■ PARTS OF THE EXERCISE ■
A. From the Smothermon case summary, extract the stretch from "Between December 2015" through "million in losses.", copying it word for word.
B. According to the Smothermon case summary, how much in losses did Smothermon's false accounting entries conceal?
C. Recast the paragraph of the Smothermon case summary that begins "In addition to imprisonment" as a short bulleted list that keeps its main facts.

■ EXTRACTED TEXT ■
-------------------------

According to court documents, Smothermon worked from 2005 through September 2016 at a privately owned Manhattan-based company involved in international commodities trading. He served as CEO of its Houston-based subsidiary focused on liquefied petroleum gas (LPG) trading and sat on the company’s board.

Between December 2015 and September 2016, Smothermon made false entries into the company’s accounting system to hide substantial losses from financial derivatives and physical LPG trades. He inflated valuations on financial positions and directed others to alter contract terms so they appeared more profitable than they were. These actions concealed over $240 million in losses.

The scheme enabled Smothermon to secure a discretionary bonus; in May 2016 he received approximately $15 million—$11.6 million paid immediately in cash—from the company.

In late August 2016, discrepancies were found between physical contracts and accounting records, prompting an internal review. On September 1, 2016, Smothermon resigned after admitting he had mispriced his trading book. The discovery led to large financial losses for the company and resulted in significant downsizing with hundreds of layoffs.

In addition to imprisonment, Smothermon was sentenced to three years’ supervised release and ordered to forfeit $11.6 million while paying restitution totaling $19,550,081. As part of his plea agreement after pleading guilty in May 2025, he paid $8 million toward restitution that month and another $300,000 before sentencing.

Jay Clayton commended the Federal Bureau of Investigation’s role in investigating the case.

The prosecution was handled by Assistant U.S. Attorneys Qais Ghafary and Matthew Weinberg from the Complex Frauds and Cybercrime Unit.

-------------------------

[Stored items]
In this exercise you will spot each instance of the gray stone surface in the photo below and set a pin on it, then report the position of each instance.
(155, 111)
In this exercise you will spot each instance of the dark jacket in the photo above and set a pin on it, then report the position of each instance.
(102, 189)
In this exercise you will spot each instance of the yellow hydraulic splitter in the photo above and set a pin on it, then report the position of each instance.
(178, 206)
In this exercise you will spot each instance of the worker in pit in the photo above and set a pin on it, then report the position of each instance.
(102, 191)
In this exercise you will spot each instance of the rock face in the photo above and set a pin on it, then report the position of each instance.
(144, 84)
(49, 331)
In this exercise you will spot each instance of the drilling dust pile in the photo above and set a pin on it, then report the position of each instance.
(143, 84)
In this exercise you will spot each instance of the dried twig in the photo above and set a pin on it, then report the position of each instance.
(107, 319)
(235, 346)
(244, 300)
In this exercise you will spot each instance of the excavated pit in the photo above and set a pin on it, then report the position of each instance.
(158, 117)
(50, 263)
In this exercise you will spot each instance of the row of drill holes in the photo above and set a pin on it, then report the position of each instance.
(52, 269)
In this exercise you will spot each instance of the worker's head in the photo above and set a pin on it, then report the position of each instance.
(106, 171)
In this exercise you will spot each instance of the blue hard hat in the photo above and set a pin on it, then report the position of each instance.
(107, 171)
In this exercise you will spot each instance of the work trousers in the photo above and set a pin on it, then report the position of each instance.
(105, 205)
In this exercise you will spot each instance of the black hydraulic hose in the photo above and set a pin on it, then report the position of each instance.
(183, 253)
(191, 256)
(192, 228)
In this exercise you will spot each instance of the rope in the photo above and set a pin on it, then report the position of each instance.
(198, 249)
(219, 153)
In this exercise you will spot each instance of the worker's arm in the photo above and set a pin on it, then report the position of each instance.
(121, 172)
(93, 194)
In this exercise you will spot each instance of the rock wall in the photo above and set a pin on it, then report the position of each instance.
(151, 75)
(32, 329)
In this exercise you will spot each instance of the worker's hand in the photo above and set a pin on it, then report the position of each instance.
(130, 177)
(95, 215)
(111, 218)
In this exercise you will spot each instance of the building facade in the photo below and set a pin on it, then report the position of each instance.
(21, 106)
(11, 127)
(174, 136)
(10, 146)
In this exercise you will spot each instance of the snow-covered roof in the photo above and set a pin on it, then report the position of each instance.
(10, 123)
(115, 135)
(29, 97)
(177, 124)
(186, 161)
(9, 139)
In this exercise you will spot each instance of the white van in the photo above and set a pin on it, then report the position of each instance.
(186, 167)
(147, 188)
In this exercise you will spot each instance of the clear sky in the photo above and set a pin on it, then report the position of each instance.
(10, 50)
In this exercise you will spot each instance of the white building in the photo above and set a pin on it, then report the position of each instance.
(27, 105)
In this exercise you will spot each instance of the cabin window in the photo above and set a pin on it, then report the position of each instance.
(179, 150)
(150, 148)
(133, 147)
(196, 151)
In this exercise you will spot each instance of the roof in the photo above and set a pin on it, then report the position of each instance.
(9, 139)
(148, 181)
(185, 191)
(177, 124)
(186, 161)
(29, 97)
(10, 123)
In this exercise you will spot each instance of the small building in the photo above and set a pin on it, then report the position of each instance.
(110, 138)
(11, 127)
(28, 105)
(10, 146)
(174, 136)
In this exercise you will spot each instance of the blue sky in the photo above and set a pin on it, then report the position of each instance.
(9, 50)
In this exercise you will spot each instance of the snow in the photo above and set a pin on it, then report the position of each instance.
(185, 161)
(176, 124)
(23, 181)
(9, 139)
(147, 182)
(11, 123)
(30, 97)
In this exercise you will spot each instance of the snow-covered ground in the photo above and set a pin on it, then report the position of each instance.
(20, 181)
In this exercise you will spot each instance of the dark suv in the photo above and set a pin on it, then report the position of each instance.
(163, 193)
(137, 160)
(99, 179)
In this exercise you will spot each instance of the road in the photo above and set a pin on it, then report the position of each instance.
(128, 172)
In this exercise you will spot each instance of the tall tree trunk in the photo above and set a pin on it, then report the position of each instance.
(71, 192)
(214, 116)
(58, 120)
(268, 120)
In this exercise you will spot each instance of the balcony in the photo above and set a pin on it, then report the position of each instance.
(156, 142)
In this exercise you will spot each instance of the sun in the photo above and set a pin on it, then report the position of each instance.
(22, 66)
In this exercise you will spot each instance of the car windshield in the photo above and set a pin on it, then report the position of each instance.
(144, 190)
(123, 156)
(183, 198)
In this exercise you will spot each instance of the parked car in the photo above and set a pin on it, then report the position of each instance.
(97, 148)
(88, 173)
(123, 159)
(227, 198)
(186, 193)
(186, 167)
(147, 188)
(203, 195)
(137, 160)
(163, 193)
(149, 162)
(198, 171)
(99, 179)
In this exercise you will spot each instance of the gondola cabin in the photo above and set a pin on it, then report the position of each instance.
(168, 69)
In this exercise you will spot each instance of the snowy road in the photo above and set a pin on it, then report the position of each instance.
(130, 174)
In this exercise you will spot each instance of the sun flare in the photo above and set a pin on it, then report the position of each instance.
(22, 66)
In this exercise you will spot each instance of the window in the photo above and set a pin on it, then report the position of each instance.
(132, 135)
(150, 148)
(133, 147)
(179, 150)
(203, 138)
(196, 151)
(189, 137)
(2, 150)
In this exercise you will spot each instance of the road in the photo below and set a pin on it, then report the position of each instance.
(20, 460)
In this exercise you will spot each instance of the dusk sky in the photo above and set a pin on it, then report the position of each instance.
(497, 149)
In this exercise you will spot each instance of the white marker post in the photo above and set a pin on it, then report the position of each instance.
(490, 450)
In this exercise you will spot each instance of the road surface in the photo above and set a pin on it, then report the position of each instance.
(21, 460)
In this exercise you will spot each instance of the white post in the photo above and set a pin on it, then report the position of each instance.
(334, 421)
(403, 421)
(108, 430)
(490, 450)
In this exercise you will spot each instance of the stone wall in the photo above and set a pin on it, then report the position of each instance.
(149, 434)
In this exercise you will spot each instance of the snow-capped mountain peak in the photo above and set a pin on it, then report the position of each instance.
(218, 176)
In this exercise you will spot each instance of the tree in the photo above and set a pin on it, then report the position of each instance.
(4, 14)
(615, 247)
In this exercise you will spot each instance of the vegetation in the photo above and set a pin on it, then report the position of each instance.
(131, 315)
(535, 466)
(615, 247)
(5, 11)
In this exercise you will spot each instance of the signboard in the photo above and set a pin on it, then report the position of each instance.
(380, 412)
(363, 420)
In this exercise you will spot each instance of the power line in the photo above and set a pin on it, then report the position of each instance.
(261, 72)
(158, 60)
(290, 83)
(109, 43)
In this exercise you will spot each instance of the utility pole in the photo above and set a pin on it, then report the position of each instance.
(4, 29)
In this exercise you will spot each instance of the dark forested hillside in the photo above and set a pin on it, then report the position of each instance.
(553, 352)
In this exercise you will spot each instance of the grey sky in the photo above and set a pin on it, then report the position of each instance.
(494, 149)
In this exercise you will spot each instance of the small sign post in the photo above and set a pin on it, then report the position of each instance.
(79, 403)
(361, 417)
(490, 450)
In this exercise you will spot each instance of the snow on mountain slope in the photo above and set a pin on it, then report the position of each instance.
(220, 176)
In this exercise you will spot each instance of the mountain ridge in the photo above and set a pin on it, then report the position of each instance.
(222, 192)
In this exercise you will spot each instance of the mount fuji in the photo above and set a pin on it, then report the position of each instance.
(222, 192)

-------------------------

■ PER-TASK OUTPUTS ■
A.
Between December 2015 and September 2016, Smothermon made false entries into the company’s accounting system to hide substantial losses from financial derivatives and physical LPG trades. He inflated valuations on financial positions and directed others to alter contract terms so they appeared more profitable than they were. These actions concealed over $240 million in losses.

B. Over $240 million.

C.
- Sentence: imprisonment plus three years' supervised release
- Forfeiture: $11.6 million
- Restitution: $19,550,081 in total
- Guilty plea: May 2025
- Payments under the plea agreement: $8 million toward restitution that month and another $300,000 before sentencing